#### Extracto de la página

Mi interlocutor tiene un gran sueño: mejorar el sistema educativo de España y del mundo con lo que él considera el mejor gimnasio para la mente: el ajedrez. Un gimnasio mental donde el alumno aprender a perder, un aspecto, por cierto, muy mal visto en nuestros tiempos de hoy; sin embargo, según él —y yo le creo firmemente— perder es imprescindible para poder aprender y progresar. Así que, me insiste en que el ajedrez es una herramienta educativa de primer orden; un espejo donde se refleja la vida; ¡ah! y también un medio para crear milagros, como el que se produjo el 11 de febrero del año 2015 en el Congreso de los Diputados: conseguir poner de acuerdo a todos los políticos en promover el ajedrez como herramienta educativa.
Llegados a este punto, quizás alguien de ustedes se esté preguntando por qué, llevando ya casi dos mil palabras escritas, no he revelado aún el nombre de nuestro conversador: un maestro teórico de ajedrez que nos irá exponiendo los principios sobre los que —a su juicio— se cimentó la Transición política española. La razón se asienta sobre una palabra: paciencia. Sí, paciencia, una virtud poco común en nuestro tiempo actual, caracterizado por la urgencia y la inmediatez y que, sin embargo, la podemos encontrar a raudales en el ajedrez. Así que, les ruego que se armen de paciencia, respiren profundamente, se relajen, y sigan leyendo hasta que acaben por comprender por qué la Transición fue una jugada maestra de estrategia política.
Cuando le escuché decir a mi conversador por primera vez que el ajedrez desarrolla la paciencia pensé instantáneamente en un bambú japonés que, aunque requiere de los cuidados normales de cualquier semilla, no sale de la tierra hasta pasados 7 años. Una vez que sale a la luz no para de crecer hasta que, en tan solo 6 meses, puede llegar a alcanzar una altura de 30 metros.

########

▶ **Lo que se pide**
A. En el texto sobre el ajedrez, ¿qué se logró el 11 de febrero de 2015 en el Congreso de los Diputados?
B. Haz una lista de todo lo que el texto sobre el ajedrez pide a los lectores que hagan.
C. Escribe la continuación del texto sobre el ajedrez y la Transición a partir de su última oración.

#### Material proporcionado

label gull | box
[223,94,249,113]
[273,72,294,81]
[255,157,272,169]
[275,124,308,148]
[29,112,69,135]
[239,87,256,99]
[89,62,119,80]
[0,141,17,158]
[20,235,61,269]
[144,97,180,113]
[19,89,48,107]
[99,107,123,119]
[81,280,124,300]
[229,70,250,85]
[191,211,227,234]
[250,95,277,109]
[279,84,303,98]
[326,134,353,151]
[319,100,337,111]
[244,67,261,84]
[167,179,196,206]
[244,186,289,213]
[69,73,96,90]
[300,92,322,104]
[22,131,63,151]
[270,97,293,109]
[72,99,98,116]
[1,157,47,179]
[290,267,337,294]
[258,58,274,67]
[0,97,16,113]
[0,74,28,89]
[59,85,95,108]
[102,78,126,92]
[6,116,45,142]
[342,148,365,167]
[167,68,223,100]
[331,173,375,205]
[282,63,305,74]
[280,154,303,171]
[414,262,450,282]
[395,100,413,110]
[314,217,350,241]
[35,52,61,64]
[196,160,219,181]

########

▶ **En respuesta**
A. Se logró poner de acuerdo a todos los políticos en promover el ajedrez como herramienta educativa.

B.
- Armarse de paciencia
- Respirar profundamente
- Relajarse
- Seguir leyendo hasta comprender por qué la Transición fue una jugada maestra de estrategia política

C.
Afortunadamente en el ajedrez no tenemos que esperar 7 años para conseguir alcanzar un “jaque mate”, pero te obliga pronto a darte cuenta de que los resultados no llegan cuando uno quiere, sino cuando corresponde. Y es que en el ajedrez —me asegura mi venerado maestro— las situaciones hay que idearlas, provocarlas y madurarlas, y luego esperar pacientemente a que lleguen los frutos. En este sentido la Transición fue una operación que requirió de paciencia, de mucha paciencia. Se trataba de resolver un problema nacional de convivencia, derivada de una antigua confrontación cruenta, para el cual, en lugar de cortar de un tajo el nudo gordiano del mismo se optó por utilizar el imperio de la ley rechazando completamente el inter armas silent leges (en tiempo de armas, las leyes callan). Algo que indudablemente requiere de grandes dosis de paciencia.
“Señor, el hombre político que soy quiere ser presidente del Gobierno, pero le seré más útil en la Presidencia de las Cortes”, fue la respuesta largamente meditada de Torcuato Fernández Miranda, el hombre designado por el Rey don Juan Carlos para diseñar la obra de ingeniería política que hizo posible el tránsito desde la dictadura a la democracia. Fernández-Miranda, una vez en la Presidencia de las Cortes —cargo que ocupó desde diciembre de 1975 hasta mayo de 1977— se centró en sacar adelante la que fue su gran obra jurídica y política: la Ley para la Reforma Política. Un desafío, por cierto, no apto para impacientes. Y es que aquella operación requirió de grandes dosis de paciencia, ya que había que convencer a cada uno de los procuradores de las Cortes Españolas (540, nada más y nada menos) para que avalasen con su voto esta Ley que, en la práctica suponía la derogación formal del franquismo. De hecho, la prensa del momento bautizó a aquella operación como el “harakiri”.
Si hubiera que resumir a su mínima expresión todo el complejo proceso de la Transición Política Española, podría hacerse con la histórica frase de once palabras formulada por el propio Torcuato Fernández-Miranda: “De la Ley a la Ley, a través de la Ley”. Aunque nos pueda parecer un trabalenguas o un eslogan publicitario, esta frase es realmente un tesoro jurídico y político de incalculable valor. Desconozco si Fernández-Miranda llegó a leer a Gustave Flaubert, pero no tengo la menor duda de que tenía el mismo convencimiento de este escritor francés de que se llegan a hacer cosas hermosas a fuerza de paciencia y de larga energía.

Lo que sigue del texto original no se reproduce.